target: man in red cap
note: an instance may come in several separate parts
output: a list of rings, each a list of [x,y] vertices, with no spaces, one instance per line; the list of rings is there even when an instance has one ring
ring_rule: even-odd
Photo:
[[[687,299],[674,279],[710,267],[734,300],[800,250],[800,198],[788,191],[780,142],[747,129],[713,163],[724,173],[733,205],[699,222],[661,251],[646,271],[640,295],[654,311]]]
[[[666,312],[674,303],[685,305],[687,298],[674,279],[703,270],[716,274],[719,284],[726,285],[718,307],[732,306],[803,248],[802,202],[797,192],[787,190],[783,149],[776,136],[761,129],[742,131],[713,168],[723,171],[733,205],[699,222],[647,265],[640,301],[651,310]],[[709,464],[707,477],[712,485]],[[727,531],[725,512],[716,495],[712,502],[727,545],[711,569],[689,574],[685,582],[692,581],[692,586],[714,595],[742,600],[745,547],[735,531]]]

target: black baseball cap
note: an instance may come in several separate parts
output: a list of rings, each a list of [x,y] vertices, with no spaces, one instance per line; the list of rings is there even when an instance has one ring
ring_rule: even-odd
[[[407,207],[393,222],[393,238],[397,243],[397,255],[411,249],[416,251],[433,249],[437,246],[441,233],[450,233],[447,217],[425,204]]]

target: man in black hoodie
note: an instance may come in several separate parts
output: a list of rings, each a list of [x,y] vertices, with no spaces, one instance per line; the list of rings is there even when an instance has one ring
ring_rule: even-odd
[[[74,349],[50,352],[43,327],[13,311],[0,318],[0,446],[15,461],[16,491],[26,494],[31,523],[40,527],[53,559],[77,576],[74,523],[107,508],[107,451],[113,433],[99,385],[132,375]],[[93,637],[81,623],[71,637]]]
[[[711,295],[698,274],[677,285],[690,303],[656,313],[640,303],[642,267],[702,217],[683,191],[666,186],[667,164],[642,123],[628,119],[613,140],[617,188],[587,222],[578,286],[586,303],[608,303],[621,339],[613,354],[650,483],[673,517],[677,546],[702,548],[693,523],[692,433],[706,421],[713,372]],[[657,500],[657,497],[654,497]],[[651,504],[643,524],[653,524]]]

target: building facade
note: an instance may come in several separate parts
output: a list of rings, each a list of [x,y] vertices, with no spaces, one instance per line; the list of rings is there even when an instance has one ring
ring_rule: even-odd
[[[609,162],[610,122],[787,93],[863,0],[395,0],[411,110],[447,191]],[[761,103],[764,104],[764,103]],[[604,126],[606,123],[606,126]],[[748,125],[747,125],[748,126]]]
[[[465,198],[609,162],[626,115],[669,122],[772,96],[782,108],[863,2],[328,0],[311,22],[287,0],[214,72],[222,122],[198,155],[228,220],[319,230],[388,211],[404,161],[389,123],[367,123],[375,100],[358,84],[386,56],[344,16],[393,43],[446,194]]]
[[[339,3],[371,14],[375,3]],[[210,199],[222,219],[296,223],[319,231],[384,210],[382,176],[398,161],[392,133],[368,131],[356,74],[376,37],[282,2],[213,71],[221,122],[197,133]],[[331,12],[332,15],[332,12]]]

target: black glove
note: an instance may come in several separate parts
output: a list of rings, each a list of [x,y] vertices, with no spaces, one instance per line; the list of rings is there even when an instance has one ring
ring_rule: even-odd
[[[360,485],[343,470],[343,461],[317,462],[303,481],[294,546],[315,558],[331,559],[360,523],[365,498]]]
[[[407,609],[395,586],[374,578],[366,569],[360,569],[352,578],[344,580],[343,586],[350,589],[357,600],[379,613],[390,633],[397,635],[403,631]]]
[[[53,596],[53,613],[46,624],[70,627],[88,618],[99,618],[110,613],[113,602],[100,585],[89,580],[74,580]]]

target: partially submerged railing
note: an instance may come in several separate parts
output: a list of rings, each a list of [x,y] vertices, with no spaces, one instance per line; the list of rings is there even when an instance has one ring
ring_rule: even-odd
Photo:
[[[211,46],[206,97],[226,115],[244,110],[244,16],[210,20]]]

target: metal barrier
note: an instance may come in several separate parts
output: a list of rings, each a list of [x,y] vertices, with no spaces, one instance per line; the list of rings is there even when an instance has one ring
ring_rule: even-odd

- - -

Reproduce every line of the records above word for word, with nothing changed, added or left out.

target: man in red cap
note: an instance may come in several separate parts
output: a list of rings, each a list of [x,y] vertices, with no spaces, one instance per line; the list of rings is there even when an instance has one ring
ring_rule: even-odd
Photo:
[[[687,299],[674,279],[710,267],[734,300],[800,250],[800,198],[788,191],[780,142],[747,129],[713,163],[724,173],[733,205],[699,222],[661,251],[646,271],[640,295],[654,311]]]
[[[666,312],[674,303],[685,305],[687,298],[674,279],[703,270],[716,274],[719,284],[726,285],[718,307],[732,306],[803,248],[802,202],[797,192],[787,190],[783,149],[776,136],[761,129],[742,131],[713,168],[723,171],[733,205],[699,222],[647,265],[640,301],[651,310]],[[709,464],[707,477],[712,485]],[[727,531],[725,512],[716,495],[712,502],[727,545],[711,569],[689,574],[685,582],[692,581],[692,586],[714,595],[742,600],[745,547],[735,531]]]

target: black baseball cap
note: an instance may come in several separate parts
output: a list of rings, each a list of [x,y] vertices, with no spaces, one instance per line; the list of rings is there even when an instance has one ring
ring_rule: even-odd
[[[407,207],[393,222],[393,238],[397,243],[397,255],[411,249],[416,251],[433,249],[437,246],[441,233],[450,233],[447,217],[425,204]]]

target: man in black hoodie
note: an instance may come in several separate parts
output: a list of rings, each a list of [x,y] vertices, with no spaces, one instance per line; the list of rings is there even when an instance has one ring
ring_rule: even-odd
[[[74,349],[50,352],[43,327],[13,311],[0,318],[0,446],[15,461],[16,491],[26,494],[31,523],[40,527],[53,559],[77,576],[74,523],[107,508],[107,451],[113,433],[99,385],[132,375]],[[93,637],[81,623],[71,637]]]
[[[711,295],[698,274],[677,285],[690,303],[656,313],[640,303],[642,267],[702,217],[683,191],[666,186],[667,164],[642,123],[628,119],[613,140],[617,188],[587,222],[578,286],[586,303],[608,303],[621,339],[613,354],[650,483],[673,517],[677,546],[702,548],[693,523],[692,433],[706,421],[713,372]],[[657,500],[657,497],[654,497]],[[651,504],[643,524],[653,524]]]

target: building facade
note: an instance may come in several separate parts
output: a list of rings, each a list of [x,y] vertices, with no spaces, one instance per line; the list of rings is there even when an instance has one ring
ring_rule: even-odd
[[[609,162],[610,122],[787,93],[863,0],[395,0],[411,110],[447,191]],[[761,103],[764,104],[764,103]],[[604,126],[606,123],[606,126]],[[748,125],[747,125],[748,126]]]
[[[465,198],[609,162],[626,115],[669,122],[772,96],[782,108],[863,2],[328,0],[311,22],[287,0],[214,72],[222,122],[198,155],[228,220],[319,230],[388,211],[404,161],[389,123],[367,123],[375,100],[358,84],[386,56],[344,16],[393,43],[446,194]]]
[[[339,3],[371,14],[375,3]],[[210,199],[222,219],[296,223],[319,231],[384,210],[382,176],[398,161],[392,133],[368,131],[356,74],[376,37],[282,2],[213,71],[221,122],[197,133]],[[331,12],[332,15],[332,12]]]

target: black glove
note: an instance may come in several separate parts
output: a list of rings, each a list of [x,y] vertices, with no spaces, one instance per line; the list of rings is there even when an instance has one ring
ring_rule: even-odd
[[[360,485],[343,470],[343,461],[317,462],[303,481],[294,546],[315,558],[331,559],[360,523],[365,498]]]
[[[407,609],[395,586],[374,578],[366,569],[360,569],[352,578],[344,580],[343,586],[350,589],[357,600],[379,613],[390,633],[397,635],[403,631]]]
[[[53,596],[53,613],[46,624],[70,627],[88,618],[99,618],[110,613],[113,602],[100,585],[89,580],[74,580]]]

target: partially submerged railing
note: an instance may come in several separate parts
output: a list of rings, each a list of [x,y] vertices, with no spaces, one instance per line; the list of rings is there even when an instance has one ring
ring_rule: even-odd
Photo:
[[[211,46],[206,97],[226,115],[244,110],[244,16],[210,20]]]

target: metal barrier
note: an instance may come in several separate parts
output: a list of rings, each a list of [x,y] vertices, with no spaces, one instance per line; the list of rings is there even when an instance has one ring
ring_rule: even-odd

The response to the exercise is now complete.